* Text excerpt *
Tuesday, December 4, 2012

alma

One more quick post before heading off to Miami.

I present the four best pre-deconstruction images from the shoot with my latest sculpture.  The sculpture was formed from the model Alma (who was also the female in my latest drawing series . . . she had dreads back then), a 23 year old model, who I found very hard to read.  I never could tell how she was feeling, as if she herself didn't know how.  What I liked about her was her curiosity and soft demeanor, and her body was pretty fantastic.  Should I admit to you that this was the first female model I felt curious about sexually?

'Gawkward' coo the chorus of homosexuals.

Thanks Alma for a great sitting.  Best of luck in graduate school.




winter is coming

As the weather turned mild here in New York, I was inspired to share these photos that I shot this past summer.  I am in the process of printing them in large and small sizes.





Saturday, December 1, 2012

studio visit: narcissus no more

I think it might be finished.  Going to let it dry and collect a few days of dust and decide on Tuesday.  Edit the next morning: it's not quite done, but almost there!

Friday, November 16, 2012

studio visit: this is what I'm working on now

I'm not sure how long it will be before it's finished...I've yet to incorporate the image from the last sculpture, which is supposed to be what this painting is about.  He was at the bottom, at the foot of the man pictured here, who was an old lover of mine . . . this was a photo I snapped of him years ago.  You can imagine that parts of his body were fun to bounce on.  Conversely, the experience with the model was quite unusual and uncomfortable.  Will write more about it later once I've incorporated him into the composition.  For now, here is a painting in progress.  See if you can catch it move.


Saturday, October 27, 2012

new drawing process

It took me a long time to find joy with my drawing, but I think I finally found it with soft pastels.

Thursday, October 18, 2012

another new one but familiar

Our Immaculate Lady Pigeon, 24" x 18", 2012 acrylic, charcoal, soft pastel on canvas

This painting was once called my "first painting" a long, long time ago.   I couldn't bear to look at it anymore, so I started working on it again.  I heard Walton Ford in an interview once say that it takes a lot for a painting to stand the test of time.  If that's the case, then do I sell them as soon as the paint is dry (a gallerist's dream) or hold onto them for a while and wait and see if they stand up to time?

* Prompt *
Write the next part of the artist's studio blog, picking up right after its last post.

Entries for bounding box labeling:
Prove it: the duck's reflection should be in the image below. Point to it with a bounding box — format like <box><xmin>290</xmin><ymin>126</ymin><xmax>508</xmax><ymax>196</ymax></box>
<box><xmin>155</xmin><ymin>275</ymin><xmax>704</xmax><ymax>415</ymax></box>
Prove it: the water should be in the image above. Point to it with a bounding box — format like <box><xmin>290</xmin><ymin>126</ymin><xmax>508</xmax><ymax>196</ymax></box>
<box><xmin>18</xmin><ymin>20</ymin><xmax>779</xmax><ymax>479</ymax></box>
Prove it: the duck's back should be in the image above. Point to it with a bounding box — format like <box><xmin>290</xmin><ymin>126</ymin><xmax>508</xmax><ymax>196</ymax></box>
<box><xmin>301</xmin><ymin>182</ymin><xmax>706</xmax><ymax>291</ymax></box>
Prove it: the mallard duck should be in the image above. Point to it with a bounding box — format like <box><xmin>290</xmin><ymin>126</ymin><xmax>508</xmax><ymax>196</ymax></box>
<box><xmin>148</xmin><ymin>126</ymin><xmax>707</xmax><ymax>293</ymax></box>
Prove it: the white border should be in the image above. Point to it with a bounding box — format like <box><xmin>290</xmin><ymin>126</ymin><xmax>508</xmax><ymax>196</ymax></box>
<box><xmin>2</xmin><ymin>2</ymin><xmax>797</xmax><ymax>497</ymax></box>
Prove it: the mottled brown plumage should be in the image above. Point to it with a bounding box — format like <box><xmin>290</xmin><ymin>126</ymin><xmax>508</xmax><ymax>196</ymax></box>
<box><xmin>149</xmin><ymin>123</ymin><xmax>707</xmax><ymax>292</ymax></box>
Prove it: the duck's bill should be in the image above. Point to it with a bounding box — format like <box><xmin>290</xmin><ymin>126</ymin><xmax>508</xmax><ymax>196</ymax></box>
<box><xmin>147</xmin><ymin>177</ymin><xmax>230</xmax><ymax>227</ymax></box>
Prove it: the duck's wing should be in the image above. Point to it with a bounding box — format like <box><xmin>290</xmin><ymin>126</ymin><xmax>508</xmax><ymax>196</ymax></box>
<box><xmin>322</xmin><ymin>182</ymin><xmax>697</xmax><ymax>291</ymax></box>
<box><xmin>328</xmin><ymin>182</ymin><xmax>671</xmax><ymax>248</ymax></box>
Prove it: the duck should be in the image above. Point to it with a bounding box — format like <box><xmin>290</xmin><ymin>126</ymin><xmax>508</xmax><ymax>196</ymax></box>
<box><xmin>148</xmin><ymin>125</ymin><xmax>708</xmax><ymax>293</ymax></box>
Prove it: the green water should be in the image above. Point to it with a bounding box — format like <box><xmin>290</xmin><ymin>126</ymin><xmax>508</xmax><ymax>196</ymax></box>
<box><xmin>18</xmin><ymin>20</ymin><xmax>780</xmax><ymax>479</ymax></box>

* Task result *
Wednesday, October 10, 2012

new painting

Addie, 48" x 60", acrylic, gesso, charcoal and soft pastel on canvas

I didn't work on the sculpture that inspired this painting for very long...actually probably only five days for ten hours in total.  But very shortly after I took the photo, I knew the colors and layout.  I only spent two days on this painting, about five hours in total.  The first day it took me almost three hours to draw the figure in charcoal onto the canvas and then use black gesso and pastel to fill in the bottom portion.  On the second day I attacked the figure and the top portion.  I had no idea it would take so little time, but there was a point when it felt ready.  The energy expended was exhausting, but the endorphins that coursed through me once the work was complete kept me from falling asleep.

It was this painting that created the title for the series: "Becoming."  It's the moment when you realize you're alive...that moment between life and death when eternity seems possible.  As humans become more robotic, enlightenment, even brief patches, is God.

Monday, October 8, 2012

new painting: hey zeus, maria

Hey Zeus, Maria, 60" x 36", Acrylic and charcoal on canvas


This one came from a sculpture of a model who has become a friend.  Again, I want to mix the mythic with the religious.  Can you guess what the title means?

Saturday, September 1, 2012

Friday, August 31, 2012

Thursday, August 30, 2012

Wednesday, August 29, 2012

Tuesday, August 28, 2012

Monday, August 27, 2012

Sunday, August 26, 2012

Saturday, August 25, 2012

Friday, August 24, 2012

Thursday, August 23, 2012

Two Weeks Project Day Five: Those We Left Behind (The Killing Field Part 2)

Those We Left Behind (The Killing Field Part 2), 12" x 12", C-print, 2012

I had an impulse to take out these characters who I've used before in another project, and who I initially rescued after a photo shoot where they were not good enough to be photographed next to luxury handbags and shoes. I'm thinking about the sustainability of objects and their continued use in work.  Unfortunately for these guys, this is their last call. I like their impact here atop styrofoam, which will never go away.


For information on the Two Weeks project click here.

Wednesday, August 22, 2012

Two Weeks Project Day Four: Mom and Dad Take me to the Montgomery Airport after Christmas


Mom and Dad Take me to the Montgomery Airport after Christmas, 12" x 18" each, 2 C-prints

 
For information on the Two Weeks project click here.

Tuesday, August 21, 2012

Monday, August 20, 2012

protagonisto

I came across two articles today about fiction.  One, a short essay by the novelist Keith Ridgway in the New Yorker blog about how everything is fiction.  And the second from a future novelist Michael Bourne about the hard work it takes to clinch an agent.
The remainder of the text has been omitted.